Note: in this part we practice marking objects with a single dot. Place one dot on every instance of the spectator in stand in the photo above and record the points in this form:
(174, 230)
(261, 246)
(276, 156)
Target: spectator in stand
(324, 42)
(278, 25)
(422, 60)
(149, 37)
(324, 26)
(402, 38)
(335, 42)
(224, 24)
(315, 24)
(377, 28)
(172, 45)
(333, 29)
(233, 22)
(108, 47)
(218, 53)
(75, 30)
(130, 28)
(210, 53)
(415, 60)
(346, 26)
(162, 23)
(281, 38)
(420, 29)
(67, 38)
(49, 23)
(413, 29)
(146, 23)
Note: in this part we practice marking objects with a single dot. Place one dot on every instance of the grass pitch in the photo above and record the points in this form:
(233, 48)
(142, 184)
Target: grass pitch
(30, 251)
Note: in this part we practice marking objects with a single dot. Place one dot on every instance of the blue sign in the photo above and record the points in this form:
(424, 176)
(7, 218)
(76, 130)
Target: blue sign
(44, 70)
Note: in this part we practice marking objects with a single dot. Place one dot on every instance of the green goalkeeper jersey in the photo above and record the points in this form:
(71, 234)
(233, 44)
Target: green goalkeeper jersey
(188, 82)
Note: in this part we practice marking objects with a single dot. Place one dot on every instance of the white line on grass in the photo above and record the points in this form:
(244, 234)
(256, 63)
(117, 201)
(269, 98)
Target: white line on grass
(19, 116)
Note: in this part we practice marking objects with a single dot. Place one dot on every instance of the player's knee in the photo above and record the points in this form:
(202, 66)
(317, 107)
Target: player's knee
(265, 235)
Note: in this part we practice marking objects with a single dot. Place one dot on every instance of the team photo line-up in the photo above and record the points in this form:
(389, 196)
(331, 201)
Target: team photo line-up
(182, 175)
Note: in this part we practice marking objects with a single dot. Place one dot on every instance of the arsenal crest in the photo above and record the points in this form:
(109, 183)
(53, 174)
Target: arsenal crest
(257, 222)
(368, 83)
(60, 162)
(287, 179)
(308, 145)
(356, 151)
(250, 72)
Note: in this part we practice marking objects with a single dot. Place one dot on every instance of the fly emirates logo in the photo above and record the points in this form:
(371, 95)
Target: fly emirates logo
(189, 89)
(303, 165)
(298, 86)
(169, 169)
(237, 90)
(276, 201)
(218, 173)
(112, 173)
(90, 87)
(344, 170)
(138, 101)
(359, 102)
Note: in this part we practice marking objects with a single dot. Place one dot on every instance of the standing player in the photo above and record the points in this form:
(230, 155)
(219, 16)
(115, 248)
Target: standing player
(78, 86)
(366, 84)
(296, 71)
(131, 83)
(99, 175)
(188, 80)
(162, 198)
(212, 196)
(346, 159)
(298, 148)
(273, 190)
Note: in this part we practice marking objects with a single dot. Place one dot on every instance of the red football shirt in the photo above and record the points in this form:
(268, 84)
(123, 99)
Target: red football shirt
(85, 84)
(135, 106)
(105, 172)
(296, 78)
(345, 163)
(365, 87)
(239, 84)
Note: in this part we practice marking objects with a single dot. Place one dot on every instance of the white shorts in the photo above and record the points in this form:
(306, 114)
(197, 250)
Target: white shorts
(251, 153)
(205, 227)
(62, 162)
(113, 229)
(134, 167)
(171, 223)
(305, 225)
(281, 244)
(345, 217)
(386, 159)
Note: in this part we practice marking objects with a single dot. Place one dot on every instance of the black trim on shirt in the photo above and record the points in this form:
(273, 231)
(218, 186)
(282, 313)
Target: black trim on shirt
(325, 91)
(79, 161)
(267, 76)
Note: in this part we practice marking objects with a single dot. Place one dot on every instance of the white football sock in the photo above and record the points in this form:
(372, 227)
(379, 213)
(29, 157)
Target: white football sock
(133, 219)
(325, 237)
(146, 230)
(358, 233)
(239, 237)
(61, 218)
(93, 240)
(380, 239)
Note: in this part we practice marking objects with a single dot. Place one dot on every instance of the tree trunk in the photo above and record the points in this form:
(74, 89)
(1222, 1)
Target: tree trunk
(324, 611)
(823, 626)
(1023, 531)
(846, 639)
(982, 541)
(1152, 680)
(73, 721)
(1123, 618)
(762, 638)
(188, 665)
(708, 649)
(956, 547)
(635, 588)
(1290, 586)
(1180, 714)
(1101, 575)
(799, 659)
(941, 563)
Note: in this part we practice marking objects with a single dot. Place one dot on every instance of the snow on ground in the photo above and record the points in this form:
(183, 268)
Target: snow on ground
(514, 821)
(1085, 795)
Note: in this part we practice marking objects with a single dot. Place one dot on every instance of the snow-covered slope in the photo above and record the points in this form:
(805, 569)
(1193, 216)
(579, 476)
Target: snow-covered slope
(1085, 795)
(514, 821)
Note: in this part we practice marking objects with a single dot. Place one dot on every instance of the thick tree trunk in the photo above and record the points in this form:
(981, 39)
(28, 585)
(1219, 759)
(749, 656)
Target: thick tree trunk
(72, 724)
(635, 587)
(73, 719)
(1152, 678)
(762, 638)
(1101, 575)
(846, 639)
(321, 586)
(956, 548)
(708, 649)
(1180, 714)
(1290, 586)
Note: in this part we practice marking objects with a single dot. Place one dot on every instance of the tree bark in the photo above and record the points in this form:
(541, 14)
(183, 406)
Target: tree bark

## Work required
Whenever a line of the data includes the word "bark", show that line in full.

## Output
Note: in this part we practice marking objects with a single dot. Place one dot on every instance of the tree bark in the photo above and record the points in this form:
Target: tree bark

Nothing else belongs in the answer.